▸ **Trecho fornecido**:
Nesta eleição, particularmente, um tema tornou-se central, em que pese vivemos num Estado laico: a religiosidade ou fragmentos dela ocupou um espaço impensável a depreender da historia de vida dos quatro principais candidatos. Digo isto, pois, Dilma, Serra, Marina e Plínio de Arruda sempre tiveram suas atenções ligadas a temas muito mais republicanos e concretos da existência humana. Preocupações com a liberdade, com o meio ambiente e a democracia institucional ocuparam agendas e a vida dos quatro.
Este fenômeno obviamente será tema de estudos de parte de marqueteiros, pensadores e estrategistas, mas espero mesmo que fiquem apenas no plano dos estudos e que não tenhamos mais este tema como centro do debate em qualquer eleição.

▸ **Tarefa proposta 1**:
Responda com base no trecho sobre a eleição:
(a) Quem são os quatro principais candidatos mencionados?
(b) Em que tipo de Estado o texto afirma que vivemos?
(c) De parte de quem o fenômeno será tema de estudos?
▸ **Tarefa proposta 2**:
Transcreva do trecho sobre a eleição a passagem que começa nas palavras "Este fenômeno obviamente" e para depois de "em qualquer eleição.".
Os registros não têm nenhum papel nesta parte.

▸ **Dados para análise**:
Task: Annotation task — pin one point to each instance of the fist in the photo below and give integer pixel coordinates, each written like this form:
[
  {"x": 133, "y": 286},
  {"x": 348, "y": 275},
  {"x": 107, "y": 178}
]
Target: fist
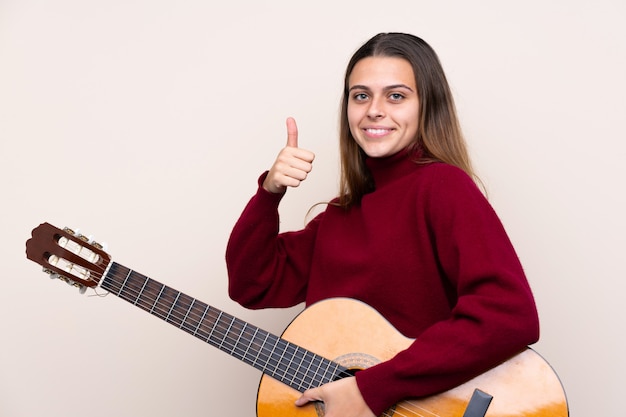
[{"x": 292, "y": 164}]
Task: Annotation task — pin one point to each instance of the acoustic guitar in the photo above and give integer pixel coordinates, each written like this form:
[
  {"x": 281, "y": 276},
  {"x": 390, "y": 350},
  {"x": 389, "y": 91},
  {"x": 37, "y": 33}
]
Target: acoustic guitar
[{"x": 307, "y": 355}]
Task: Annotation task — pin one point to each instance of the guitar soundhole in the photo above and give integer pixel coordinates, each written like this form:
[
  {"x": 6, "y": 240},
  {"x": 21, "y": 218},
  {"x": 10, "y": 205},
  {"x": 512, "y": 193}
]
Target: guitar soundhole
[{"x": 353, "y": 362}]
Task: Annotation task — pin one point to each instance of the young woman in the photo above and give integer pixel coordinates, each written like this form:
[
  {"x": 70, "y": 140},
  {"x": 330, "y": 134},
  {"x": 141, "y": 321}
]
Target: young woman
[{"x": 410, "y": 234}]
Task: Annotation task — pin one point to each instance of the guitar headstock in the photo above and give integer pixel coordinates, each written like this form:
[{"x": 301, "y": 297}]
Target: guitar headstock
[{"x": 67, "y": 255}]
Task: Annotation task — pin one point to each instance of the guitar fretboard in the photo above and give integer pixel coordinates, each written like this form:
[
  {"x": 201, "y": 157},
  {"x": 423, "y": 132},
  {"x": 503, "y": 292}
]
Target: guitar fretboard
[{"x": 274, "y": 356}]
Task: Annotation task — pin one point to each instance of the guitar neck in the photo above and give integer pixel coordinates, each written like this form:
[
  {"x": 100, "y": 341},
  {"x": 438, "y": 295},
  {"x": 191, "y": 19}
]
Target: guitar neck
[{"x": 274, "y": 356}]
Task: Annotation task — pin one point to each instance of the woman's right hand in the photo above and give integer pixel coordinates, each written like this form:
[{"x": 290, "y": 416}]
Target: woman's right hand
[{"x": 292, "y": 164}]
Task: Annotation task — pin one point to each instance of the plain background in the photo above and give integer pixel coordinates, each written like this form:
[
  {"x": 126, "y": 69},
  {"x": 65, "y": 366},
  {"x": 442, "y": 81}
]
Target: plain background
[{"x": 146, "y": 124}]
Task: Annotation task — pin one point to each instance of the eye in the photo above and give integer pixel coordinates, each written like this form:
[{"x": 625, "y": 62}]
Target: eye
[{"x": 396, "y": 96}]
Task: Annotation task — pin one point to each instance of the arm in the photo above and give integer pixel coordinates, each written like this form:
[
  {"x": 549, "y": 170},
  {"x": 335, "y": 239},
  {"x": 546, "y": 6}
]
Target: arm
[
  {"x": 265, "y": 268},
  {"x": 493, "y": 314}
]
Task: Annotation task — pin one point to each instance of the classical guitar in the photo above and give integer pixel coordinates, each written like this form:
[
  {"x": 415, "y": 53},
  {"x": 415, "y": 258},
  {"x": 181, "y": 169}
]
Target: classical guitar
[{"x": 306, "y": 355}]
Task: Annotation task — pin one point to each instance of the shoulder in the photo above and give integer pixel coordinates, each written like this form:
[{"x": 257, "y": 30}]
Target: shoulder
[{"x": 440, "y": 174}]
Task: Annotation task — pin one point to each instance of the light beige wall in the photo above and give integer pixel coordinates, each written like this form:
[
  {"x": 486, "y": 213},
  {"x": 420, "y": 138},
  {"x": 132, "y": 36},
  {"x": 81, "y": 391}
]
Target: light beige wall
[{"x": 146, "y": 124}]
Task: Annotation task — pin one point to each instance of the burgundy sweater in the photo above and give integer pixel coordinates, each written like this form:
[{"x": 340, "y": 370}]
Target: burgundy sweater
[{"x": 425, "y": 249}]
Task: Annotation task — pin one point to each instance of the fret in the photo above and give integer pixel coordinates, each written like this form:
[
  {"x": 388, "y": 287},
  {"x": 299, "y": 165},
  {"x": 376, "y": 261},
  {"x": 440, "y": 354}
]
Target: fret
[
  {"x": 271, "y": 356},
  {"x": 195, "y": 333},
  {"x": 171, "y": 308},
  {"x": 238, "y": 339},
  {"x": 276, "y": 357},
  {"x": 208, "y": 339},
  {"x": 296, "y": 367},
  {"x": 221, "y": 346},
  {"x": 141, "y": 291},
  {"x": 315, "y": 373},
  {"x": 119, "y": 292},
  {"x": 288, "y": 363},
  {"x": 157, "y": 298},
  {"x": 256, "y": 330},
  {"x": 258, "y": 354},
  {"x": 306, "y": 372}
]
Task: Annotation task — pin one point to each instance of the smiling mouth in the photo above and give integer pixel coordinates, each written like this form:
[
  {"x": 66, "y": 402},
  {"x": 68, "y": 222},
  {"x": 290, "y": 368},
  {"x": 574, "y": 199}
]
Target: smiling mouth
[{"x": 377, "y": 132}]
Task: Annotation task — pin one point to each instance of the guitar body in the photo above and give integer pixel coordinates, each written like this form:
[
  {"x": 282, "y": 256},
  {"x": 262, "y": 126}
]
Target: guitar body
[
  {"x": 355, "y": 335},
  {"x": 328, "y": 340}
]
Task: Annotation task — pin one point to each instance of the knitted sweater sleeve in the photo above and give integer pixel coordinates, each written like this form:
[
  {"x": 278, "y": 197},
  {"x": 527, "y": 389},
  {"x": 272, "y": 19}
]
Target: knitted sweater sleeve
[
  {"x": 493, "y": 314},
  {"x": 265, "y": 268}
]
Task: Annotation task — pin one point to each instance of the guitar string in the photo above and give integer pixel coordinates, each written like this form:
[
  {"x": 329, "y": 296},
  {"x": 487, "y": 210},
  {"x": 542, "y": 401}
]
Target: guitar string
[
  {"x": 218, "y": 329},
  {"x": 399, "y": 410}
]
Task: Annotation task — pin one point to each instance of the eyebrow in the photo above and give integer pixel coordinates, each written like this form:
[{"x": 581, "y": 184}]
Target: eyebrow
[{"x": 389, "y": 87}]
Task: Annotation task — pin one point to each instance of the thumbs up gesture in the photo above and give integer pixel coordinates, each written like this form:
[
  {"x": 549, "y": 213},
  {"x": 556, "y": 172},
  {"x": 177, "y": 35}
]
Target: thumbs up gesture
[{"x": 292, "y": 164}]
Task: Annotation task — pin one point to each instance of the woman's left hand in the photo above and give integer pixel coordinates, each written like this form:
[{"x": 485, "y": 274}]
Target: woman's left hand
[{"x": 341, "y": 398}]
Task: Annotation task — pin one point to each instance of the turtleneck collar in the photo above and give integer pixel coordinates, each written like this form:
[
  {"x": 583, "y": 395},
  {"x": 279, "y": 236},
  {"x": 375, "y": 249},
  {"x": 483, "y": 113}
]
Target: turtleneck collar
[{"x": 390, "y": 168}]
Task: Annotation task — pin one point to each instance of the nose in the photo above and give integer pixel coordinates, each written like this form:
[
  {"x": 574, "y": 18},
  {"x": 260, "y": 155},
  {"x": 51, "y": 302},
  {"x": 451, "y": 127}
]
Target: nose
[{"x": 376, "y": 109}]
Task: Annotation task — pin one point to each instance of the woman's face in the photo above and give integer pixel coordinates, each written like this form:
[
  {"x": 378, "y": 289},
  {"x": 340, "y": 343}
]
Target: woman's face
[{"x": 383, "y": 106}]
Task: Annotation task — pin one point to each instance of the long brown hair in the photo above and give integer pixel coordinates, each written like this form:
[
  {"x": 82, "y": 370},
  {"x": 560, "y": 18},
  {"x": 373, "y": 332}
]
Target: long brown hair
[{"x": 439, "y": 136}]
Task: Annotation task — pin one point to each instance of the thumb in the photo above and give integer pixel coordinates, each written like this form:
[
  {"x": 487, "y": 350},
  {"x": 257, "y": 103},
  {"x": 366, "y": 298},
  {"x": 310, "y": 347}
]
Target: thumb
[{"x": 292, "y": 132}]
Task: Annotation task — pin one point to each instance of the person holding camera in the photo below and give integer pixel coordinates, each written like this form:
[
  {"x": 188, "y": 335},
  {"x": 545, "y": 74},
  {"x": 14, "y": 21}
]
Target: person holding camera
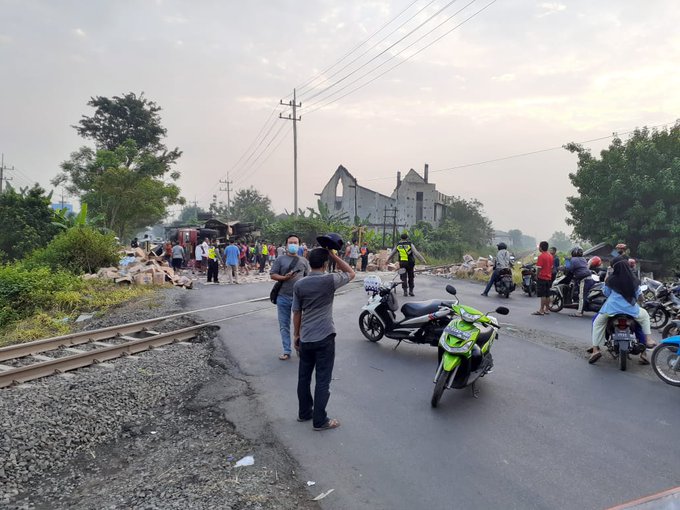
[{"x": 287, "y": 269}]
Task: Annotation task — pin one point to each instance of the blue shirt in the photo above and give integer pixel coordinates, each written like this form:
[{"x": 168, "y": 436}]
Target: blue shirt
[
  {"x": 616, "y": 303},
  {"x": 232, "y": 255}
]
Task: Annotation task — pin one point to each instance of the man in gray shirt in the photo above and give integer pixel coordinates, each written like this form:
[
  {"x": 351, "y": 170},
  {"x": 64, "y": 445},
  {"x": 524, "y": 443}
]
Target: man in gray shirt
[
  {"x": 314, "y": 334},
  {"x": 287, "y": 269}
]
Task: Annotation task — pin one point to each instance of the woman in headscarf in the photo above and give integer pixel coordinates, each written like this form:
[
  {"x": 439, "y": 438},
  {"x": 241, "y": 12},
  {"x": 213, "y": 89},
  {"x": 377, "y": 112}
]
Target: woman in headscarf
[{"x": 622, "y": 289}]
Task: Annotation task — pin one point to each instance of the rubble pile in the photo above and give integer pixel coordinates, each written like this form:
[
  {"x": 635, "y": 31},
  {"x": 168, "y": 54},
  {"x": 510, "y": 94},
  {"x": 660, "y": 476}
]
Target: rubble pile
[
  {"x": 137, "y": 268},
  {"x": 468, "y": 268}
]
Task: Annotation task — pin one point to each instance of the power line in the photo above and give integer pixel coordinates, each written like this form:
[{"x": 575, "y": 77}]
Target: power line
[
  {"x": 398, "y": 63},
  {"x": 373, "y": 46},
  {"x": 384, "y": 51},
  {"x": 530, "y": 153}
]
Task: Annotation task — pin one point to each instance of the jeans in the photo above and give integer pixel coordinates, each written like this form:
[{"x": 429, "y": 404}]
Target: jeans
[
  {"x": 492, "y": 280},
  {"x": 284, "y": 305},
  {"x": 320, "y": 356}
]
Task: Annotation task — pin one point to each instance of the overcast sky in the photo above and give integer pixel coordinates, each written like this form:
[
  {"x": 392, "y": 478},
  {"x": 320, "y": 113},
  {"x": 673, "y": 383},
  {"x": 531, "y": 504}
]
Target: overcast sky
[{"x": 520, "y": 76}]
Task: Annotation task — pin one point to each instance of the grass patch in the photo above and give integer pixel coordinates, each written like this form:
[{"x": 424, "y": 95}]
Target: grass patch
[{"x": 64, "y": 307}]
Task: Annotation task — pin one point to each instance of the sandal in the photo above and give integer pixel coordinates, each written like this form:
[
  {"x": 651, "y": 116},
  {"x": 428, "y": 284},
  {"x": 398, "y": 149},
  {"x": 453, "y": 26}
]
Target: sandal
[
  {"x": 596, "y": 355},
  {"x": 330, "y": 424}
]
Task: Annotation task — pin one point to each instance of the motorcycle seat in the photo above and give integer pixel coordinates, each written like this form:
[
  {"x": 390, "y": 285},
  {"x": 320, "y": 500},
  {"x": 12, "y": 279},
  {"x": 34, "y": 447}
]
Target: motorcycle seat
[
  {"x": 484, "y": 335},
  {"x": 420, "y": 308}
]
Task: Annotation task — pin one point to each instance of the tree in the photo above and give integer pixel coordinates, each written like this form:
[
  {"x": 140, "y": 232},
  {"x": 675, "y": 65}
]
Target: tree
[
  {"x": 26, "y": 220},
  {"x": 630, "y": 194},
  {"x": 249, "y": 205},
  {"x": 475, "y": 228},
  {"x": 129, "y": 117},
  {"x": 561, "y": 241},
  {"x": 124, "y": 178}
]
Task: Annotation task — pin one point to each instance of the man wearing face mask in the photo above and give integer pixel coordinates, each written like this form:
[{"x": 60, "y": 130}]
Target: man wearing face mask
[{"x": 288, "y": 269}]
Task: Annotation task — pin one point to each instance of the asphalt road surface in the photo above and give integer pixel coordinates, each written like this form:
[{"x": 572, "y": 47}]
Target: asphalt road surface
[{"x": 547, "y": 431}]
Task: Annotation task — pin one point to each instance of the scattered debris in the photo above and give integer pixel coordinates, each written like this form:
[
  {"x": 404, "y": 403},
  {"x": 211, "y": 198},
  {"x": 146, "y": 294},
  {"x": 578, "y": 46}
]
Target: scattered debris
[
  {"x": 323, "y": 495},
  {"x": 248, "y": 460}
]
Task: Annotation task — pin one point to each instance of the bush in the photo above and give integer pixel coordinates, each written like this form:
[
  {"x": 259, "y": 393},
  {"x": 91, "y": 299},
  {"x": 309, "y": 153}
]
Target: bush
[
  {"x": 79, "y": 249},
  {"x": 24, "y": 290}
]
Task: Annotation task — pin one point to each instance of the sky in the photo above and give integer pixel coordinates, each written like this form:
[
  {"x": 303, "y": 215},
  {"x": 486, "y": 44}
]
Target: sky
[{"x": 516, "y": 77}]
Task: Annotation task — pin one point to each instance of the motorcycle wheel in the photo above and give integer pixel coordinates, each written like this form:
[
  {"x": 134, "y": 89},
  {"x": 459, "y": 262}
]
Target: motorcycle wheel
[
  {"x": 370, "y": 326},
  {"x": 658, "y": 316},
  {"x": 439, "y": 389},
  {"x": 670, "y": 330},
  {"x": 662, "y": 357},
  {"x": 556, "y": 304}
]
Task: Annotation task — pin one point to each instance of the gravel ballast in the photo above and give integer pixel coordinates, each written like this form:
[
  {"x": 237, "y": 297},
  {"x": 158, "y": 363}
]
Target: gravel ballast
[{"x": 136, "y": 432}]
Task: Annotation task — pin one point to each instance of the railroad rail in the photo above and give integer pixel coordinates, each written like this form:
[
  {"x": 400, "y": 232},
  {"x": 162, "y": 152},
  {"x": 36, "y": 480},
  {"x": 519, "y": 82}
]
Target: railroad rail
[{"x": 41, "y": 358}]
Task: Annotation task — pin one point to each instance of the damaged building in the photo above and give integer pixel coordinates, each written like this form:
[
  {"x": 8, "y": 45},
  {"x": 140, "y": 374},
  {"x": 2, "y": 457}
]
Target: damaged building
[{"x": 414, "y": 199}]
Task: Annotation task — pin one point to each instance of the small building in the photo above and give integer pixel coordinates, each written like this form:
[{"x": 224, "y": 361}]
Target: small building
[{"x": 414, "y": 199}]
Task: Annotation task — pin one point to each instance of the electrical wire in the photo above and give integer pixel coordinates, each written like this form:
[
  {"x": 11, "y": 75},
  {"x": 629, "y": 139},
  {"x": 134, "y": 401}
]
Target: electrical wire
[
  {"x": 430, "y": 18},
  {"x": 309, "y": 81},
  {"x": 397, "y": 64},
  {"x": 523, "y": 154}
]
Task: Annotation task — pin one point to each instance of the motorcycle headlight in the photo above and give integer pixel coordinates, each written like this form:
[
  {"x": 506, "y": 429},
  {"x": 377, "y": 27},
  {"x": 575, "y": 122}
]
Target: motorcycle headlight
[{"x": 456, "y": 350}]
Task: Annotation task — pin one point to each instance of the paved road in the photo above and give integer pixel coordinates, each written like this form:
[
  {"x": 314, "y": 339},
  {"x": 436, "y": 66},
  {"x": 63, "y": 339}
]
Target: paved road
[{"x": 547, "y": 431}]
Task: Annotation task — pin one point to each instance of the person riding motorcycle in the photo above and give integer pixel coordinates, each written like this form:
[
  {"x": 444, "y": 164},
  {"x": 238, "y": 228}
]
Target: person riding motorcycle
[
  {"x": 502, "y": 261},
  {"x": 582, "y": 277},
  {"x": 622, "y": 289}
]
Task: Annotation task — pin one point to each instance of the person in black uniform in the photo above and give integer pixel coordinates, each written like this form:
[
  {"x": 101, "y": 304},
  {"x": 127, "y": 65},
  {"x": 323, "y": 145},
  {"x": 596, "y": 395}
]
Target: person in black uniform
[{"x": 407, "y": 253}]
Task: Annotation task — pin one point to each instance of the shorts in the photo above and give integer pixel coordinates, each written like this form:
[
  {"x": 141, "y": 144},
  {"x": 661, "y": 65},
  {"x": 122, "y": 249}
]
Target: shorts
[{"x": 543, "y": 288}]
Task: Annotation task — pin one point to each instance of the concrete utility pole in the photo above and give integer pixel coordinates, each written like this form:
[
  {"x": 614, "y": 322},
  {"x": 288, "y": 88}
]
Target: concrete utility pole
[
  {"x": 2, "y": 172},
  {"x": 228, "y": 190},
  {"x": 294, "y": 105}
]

▸ **Resolução do exercício 1**:
(a) Dilma, Serra, Marina e Plínio de Arruda.
(b) Num Estado laico.
(c) De marqueteiros, pensadores e estrategistas.

▸ **Resolução do exercício 2**:
Este fenômeno obviamente será tema de estudos de parte de marqueteiros, pensadores e estrategistas, mas espero mesmo que fiquem apenas no plano dos estudos e que não tenhamos mais este tema como centro do debate em qualquer eleição.